■ Extrait de page:
L’imaginaire politique de la gauche culturelle edit
Face au virage droitier de l’électorat, demeure un bastion de gauche désespéré de se voir marginalisé en regard des intentions de votes – l’initiative passablement chaotique de la primaire populaire l’atteste. Cette déception est d’autant plus vive qu’elle touche des individus hautement diplômés habitués à être du côté des gagnants. On peut décrypter ce « bloc de gauche » version 2022, son imaginaire et son socle de valeurs grâce à l’enquête Et maintenant.
Cette enquête que j’ai coordonnée et qui a été menée dans le cadre d’un partenariat Arte et France Culture a permis de recueillir les opinions politiques de 60 000 internautes de tous âges (avec une nette surreprésentation des 18-34 ans[1]), pour une immense majorité des urbains, bien diplômés[2], y compris pour les plus âgés. Ces internautes fréquentent les médias publics orientés vers le savoir et les activités artistiques ; il s’agit donc globalement de ce que l’on appelle la gauche culturelle. Ces électeurs en mal d’incarnation partisane, de l’enseignant au cadre supérieur, forment une minorité conséquente et influente par les places qu’ils occupent dans la société. Décalés par leur système de valeurs et leur mode de vie, ils ont construit leur propre version du monde et leur propre imaginaire politique[3]. L’enquête permet d’en rendre compte.
Préférences partisanes: à gauche toutes!
Les réponses à l’enquête Et maintenant manifestent un élan du cœur pour la gauche et pour le mouvement écologique – notons que la référence à Emmanuel Macron n’a pas été testée. Pour les jeunes femmes diplômées ou en voie de l’être de 18-24 ans, les proximités politiques se déclinent ainsi : 14% pour l’extrême gauche, 26% pour la gauche, 21% pour les écologistes, contre respectivement 16%, 17% et 11% chez les hommes.
Pour celles de la tranche d’âge 25-39 ans, les préférences se déroulent ainsi : 21% pour l’extrême-gauche, 24% pour la gauche, 25% pour les écologistes, contre 24%, 20% et 14% chez les hommes.
Parmi les répondants de cette enquête une fraction des hommes des nouvelles générations vote à droite (19% des 18-24 ans et 12% des 25-39 ans), alors que les femmes des nouvelles générations ne le font presque pas. Au sein de cette population, l’extrême-gauche est particulièrement présente et l’extrême-droite évanescente.

■ Court exercice:
Répétez mot pour mot, dans l’extrait sur la gauche culturelle, tout ce qui va de « Pour celles de » jusqu’à « 14% chez les hommes. ». Les entrées qui suivent n’ont aucun lien avec l’extrait sur la gauche culturelle.

■ Données fournies:
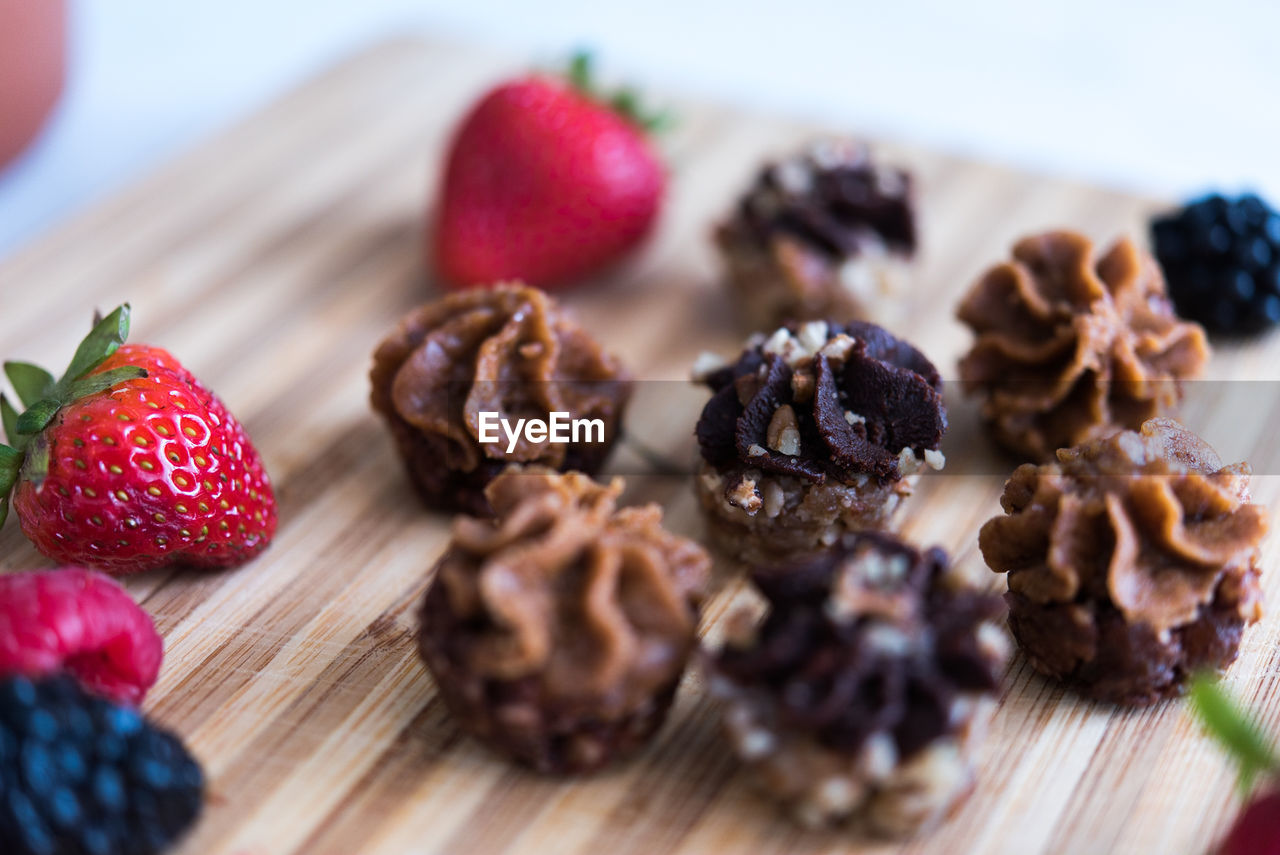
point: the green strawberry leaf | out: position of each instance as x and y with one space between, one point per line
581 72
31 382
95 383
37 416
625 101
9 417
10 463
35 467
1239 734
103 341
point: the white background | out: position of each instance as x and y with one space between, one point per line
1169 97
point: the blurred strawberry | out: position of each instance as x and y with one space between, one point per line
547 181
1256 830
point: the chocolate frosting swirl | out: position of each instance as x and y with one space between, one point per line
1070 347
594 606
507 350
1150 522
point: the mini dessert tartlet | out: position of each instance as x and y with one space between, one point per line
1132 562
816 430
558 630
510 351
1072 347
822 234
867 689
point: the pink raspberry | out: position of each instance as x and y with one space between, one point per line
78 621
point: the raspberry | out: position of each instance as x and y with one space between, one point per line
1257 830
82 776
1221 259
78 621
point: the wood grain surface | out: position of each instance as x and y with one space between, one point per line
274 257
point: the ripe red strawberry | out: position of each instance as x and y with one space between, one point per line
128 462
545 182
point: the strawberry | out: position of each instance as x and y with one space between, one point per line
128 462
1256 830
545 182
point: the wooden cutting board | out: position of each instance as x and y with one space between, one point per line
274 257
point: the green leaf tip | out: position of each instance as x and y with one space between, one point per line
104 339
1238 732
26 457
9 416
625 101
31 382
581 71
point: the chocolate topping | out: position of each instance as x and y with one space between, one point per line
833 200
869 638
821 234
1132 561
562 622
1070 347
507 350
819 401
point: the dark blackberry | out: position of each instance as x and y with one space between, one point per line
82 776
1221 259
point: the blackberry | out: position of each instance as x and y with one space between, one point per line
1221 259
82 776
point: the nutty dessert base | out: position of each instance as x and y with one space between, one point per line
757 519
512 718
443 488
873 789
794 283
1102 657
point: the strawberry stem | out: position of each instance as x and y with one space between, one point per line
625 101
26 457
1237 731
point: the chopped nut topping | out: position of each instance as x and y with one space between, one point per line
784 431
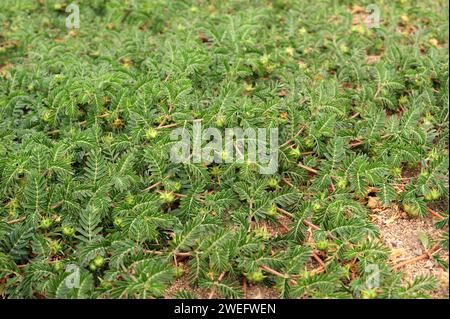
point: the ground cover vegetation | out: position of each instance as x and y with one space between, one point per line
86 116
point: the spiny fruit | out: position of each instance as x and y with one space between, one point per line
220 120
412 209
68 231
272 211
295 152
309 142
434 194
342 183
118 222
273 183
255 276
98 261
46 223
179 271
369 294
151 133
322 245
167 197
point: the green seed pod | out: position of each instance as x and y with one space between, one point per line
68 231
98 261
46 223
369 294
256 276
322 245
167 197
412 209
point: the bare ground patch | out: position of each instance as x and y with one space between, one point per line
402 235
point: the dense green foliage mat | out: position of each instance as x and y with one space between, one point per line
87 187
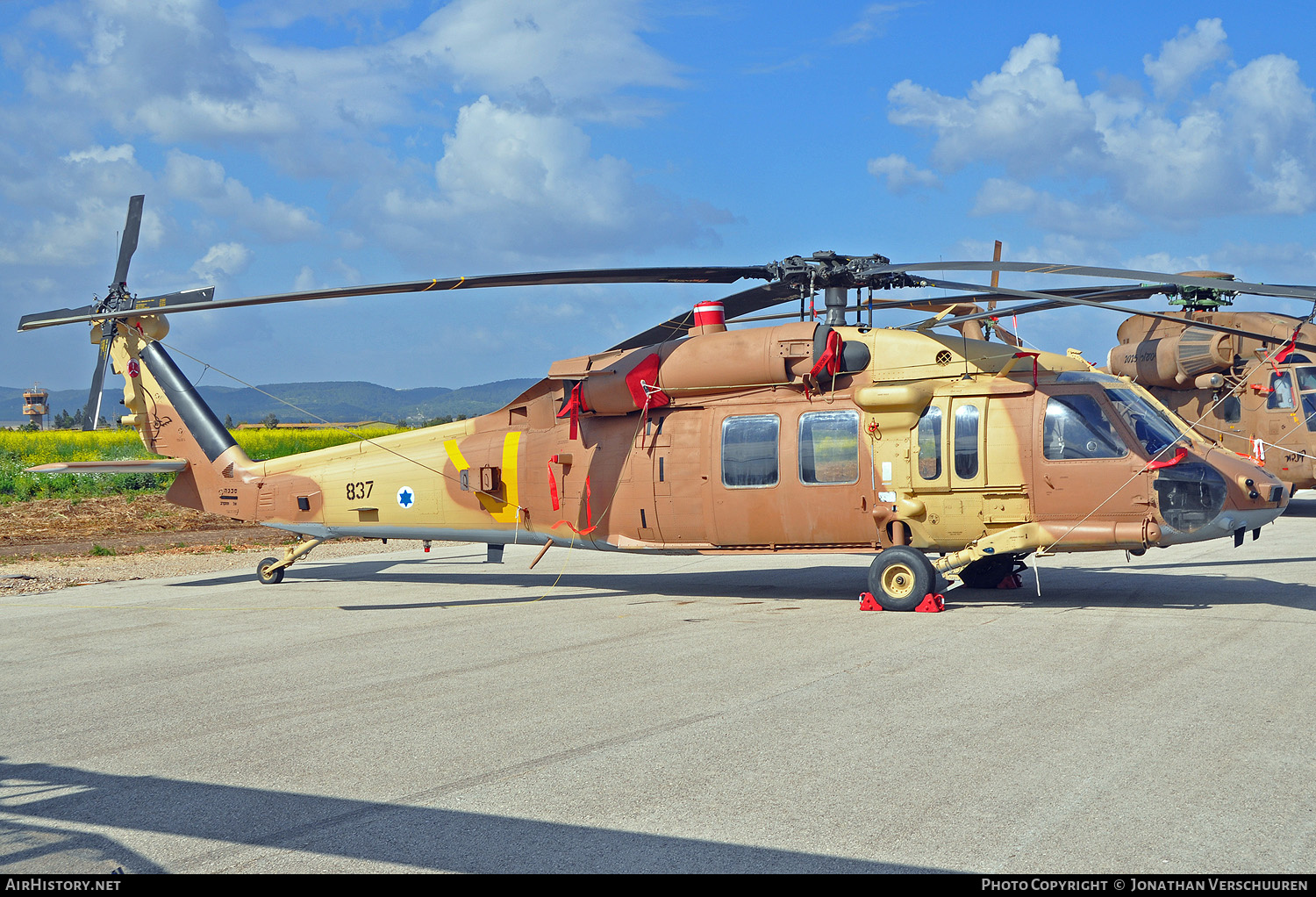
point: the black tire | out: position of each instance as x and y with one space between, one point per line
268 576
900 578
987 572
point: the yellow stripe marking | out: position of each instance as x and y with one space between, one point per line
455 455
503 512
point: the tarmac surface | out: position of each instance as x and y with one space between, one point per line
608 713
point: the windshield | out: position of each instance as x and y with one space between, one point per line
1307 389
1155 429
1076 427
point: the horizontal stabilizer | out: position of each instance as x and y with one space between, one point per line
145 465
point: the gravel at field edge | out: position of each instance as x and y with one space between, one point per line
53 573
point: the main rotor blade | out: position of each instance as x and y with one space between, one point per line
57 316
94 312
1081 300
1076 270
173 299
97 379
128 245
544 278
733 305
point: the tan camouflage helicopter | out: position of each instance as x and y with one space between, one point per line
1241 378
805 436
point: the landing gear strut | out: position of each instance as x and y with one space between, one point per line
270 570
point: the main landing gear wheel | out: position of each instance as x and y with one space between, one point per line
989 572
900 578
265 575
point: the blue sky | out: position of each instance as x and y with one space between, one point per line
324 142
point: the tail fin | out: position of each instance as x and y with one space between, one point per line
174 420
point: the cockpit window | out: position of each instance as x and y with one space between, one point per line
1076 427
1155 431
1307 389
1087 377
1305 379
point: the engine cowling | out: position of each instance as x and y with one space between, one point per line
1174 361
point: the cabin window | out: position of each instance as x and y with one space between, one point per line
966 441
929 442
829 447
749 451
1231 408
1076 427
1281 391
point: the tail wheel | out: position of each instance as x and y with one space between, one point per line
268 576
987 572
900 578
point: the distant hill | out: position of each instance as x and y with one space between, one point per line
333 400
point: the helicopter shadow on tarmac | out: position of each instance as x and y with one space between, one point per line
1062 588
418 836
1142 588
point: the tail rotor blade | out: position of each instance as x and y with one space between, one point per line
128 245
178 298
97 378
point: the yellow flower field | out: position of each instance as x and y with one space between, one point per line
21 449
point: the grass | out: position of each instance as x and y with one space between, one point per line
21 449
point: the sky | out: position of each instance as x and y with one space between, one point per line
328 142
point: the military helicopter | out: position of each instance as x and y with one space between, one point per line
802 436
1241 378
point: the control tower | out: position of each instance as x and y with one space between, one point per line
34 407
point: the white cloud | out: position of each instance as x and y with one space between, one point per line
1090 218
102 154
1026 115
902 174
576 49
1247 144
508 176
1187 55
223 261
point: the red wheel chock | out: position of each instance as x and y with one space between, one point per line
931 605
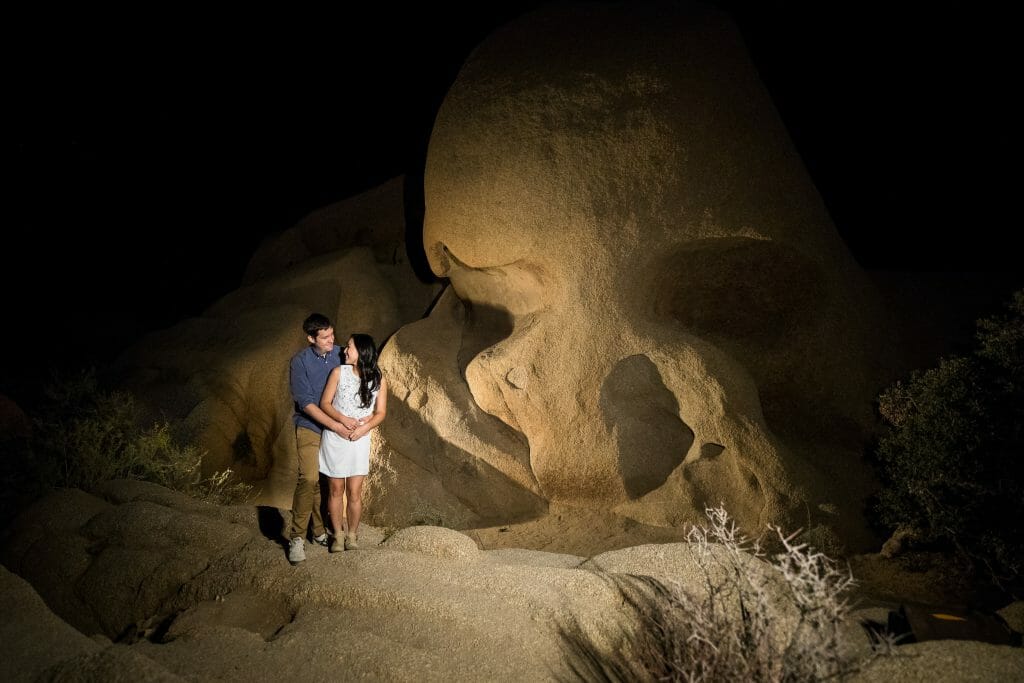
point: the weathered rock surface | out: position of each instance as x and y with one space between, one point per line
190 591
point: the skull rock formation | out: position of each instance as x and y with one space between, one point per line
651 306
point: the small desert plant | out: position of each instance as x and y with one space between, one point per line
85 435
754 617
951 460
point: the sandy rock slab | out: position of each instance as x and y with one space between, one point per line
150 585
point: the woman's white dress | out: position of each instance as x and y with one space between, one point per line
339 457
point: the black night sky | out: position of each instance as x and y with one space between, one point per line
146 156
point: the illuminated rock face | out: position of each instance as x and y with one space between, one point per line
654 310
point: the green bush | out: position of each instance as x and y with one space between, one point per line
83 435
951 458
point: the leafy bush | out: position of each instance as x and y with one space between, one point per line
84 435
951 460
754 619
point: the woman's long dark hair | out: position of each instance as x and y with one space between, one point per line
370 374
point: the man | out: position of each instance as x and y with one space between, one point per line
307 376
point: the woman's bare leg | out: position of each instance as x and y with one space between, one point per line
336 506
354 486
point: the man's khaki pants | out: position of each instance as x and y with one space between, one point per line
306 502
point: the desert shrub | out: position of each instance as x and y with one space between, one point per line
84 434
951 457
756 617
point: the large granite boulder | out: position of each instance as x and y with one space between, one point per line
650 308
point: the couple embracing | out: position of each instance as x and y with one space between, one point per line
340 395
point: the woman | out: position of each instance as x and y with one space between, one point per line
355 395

■ Corrigé:
Pour celles de la tranche d’âge 25-39 ans, les préférences se déroulent ainsi : 21% pour l’extrême-gauche, 24% pour la gauche, 25% pour les écologistes, contre 24%, 20% et 14% chez les hommes.